■ Exercise goal
Rewrite the records below, substituting "Label" for every occurrence of "Target" and leaving all other text unchanged.

■ Information supplied
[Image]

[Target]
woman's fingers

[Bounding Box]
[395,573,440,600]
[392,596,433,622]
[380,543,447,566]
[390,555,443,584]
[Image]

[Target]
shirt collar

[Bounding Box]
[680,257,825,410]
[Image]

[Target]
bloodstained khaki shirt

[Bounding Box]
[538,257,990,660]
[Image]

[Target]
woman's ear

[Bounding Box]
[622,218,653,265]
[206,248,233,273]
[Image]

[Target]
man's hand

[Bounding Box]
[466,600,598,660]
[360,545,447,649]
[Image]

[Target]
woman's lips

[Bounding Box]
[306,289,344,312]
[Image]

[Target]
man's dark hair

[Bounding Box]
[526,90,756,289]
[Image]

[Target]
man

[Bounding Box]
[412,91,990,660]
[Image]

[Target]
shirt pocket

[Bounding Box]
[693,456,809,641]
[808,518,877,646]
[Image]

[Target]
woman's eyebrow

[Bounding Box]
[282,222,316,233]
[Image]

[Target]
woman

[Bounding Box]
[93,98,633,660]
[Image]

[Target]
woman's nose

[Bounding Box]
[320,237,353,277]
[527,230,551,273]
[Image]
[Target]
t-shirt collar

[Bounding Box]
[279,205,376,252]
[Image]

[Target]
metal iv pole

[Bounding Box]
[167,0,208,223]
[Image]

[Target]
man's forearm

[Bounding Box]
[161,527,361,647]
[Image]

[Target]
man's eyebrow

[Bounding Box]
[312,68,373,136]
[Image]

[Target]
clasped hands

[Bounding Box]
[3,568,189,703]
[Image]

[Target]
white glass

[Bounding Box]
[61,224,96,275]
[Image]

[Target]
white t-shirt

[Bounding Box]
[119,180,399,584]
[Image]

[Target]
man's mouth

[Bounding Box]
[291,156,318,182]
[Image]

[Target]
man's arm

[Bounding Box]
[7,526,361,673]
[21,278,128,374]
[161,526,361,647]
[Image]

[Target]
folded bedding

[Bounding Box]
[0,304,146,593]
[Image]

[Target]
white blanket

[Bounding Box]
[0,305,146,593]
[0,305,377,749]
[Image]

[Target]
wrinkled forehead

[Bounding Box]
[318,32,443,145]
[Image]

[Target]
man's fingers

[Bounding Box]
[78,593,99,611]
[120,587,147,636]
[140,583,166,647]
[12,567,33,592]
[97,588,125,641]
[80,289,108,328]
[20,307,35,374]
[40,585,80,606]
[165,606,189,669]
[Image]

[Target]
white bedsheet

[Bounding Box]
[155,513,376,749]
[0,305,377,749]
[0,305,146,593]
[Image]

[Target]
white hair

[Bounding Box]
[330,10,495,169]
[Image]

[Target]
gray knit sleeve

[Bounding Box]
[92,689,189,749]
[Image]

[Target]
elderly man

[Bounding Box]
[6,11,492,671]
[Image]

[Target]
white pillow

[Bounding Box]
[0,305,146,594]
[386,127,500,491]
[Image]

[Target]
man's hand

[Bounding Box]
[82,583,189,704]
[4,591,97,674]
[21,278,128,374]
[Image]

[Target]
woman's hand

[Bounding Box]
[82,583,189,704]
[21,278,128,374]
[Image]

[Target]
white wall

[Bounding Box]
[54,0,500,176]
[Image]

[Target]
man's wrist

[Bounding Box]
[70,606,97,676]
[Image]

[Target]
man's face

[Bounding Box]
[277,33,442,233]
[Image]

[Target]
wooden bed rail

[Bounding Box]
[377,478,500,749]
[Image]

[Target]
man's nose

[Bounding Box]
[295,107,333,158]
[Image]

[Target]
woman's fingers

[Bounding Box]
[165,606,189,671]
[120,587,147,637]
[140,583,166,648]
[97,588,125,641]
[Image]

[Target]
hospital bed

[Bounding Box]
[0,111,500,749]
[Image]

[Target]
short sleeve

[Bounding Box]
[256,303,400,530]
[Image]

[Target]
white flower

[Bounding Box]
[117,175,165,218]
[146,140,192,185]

■ Final result
[Image]

[Label]
woman's fingers

[Bounding Box]
[395,573,440,600]
[392,596,433,622]
[380,543,447,566]
[390,555,443,584]
[Image]

[Label]
shirt collar

[Bounding Box]
[680,257,825,410]
[Image]

[Label]
bloodstained khaki shirt

[Bounding Box]
[538,257,990,660]
[Image]

[Label]
woman's ear

[Bounding Box]
[622,218,653,265]
[206,248,233,273]
[Image]

[Label]
man's hand

[Bounding Box]
[466,600,598,660]
[360,545,447,649]
[Image]

[Label]
woman's lips

[Bounding Box]
[306,289,344,312]
[Image]

[Label]
man's dark hair

[Bounding Box]
[526,90,756,289]
[Image]

[Label]
man

[Bounding Box]
[412,91,990,660]
[Image]

[Label]
shirt pocket

[Bounding Box]
[693,456,809,641]
[808,518,877,646]
[Image]

[Label]
woman's eyebrow

[Bounding Box]
[282,222,316,233]
[Image]

[Label]
woman

[Bounding Box]
[93,98,633,660]
[Image]

[Label]
woman's nose

[Bounding Box]
[320,237,353,277]
[527,230,551,273]
[Image]
[Label]
t-shirt collar

[Bounding Box]
[279,205,376,252]
[Image]

[Label]
metal iv pole

[Bounding Box]
[167,0,208,223]
[Image]

[Label]
man's forearm

[Bounding Box]
[161,527,361,647]
[Image]

[Label]
man's eyebrow

[Bounding Box]
[312,68,373,136]
[Image]

[Label]
clasped hands

[Bounding Box]
[3,568,189,703]
[Image]

[Label]
white glass

[Bounding Box]
[61,224,96,275]
[Image]

[Label]
white t-shirt

[Bounding Box]
[119,180,399,584]
[Image]

[Label]
man's mouth

[Bounding Box]
[291,156,318,182]
[Image]

[Label]
man's arm

[Bounding Box]
[7,526,361,673]
[21,278,128,374]
[161,526,361,647]
[Image]

[Label]
folded bedding

[Bounding Box]
[0,304,146,593]
[Image]

[Label]
white blanket

[Bounding Box]
[0,305,146,593]
[0,305,377,749]
[Image]

[Label]
wrinkled forehead

[Bounding Box]
[318,32,443,145]
[Image]

[Label]
man's fingers

[Bounding Box]
[78,593,99,611]
[120,587,147,636]
[140,583,166,647]
[12,567,33,592]
[97,588,125,641]
[80,289,108,328]
[20,307,35,374]
[40,585,80,606]
[165,606,189,669]
[Image]

[Label]
white bedsheet

[Bounding Box]
[155,513,376,749]
[0,305,377,749]
[0,305,146,593]
[Image]

[Label]
white hair

[Bounding Box]
[330,10,495,169]
[Image]

[Label]
gray knit sleeve

[Bounding Box]
[92,689,189,749]
[Image]

[Label]
elderly man

[Bounding Box]
[6,11,492,671]
[Image]

[Label]
white pillow

[Bounding Box]
[0,305,146,594]
[386,127,500,491]
[Image]

[Label]
man's hand

[Bounding Box]
[82,583,189,704]
[4,591,97,674]
[21,278,128,374]
[Image]

[Label]
woman's hand

[Bounding Box]
[82,583,189,704]
[21,278,128,374]
[Image]

[Label]
white wall

[Bounding Box]
[54,0,500,176]
[Image]

[Label]
man's wrist

[Bounding Box]
[70,606,97,676]
[Image]

[Label]
man's face

[Bounding Box]
[277,33,442,233]
[Image]

[Label]
wooden bed rail

[Bounding Box]
[377,478,500,749]
[Image]

[Label]
man's nose

[Bounding Box]
[295,107,333,158]
[Image]

[Label]
woman's fingers

[Bounding Box]
[165,606,189,671]
[120,587,147,637]
[140,583,166,648]
[97,588,125,641]
[Image]

[Label]
hospital bed

[Bounding Box]
[0,111,500,749]
[Image]

[Label]
short sleeve

[Bounding Box]
[256,303,400,530]
[Image]

[Label]
white flower

[Bounding Box]
[117,175,165,218]
[146,140,192,185]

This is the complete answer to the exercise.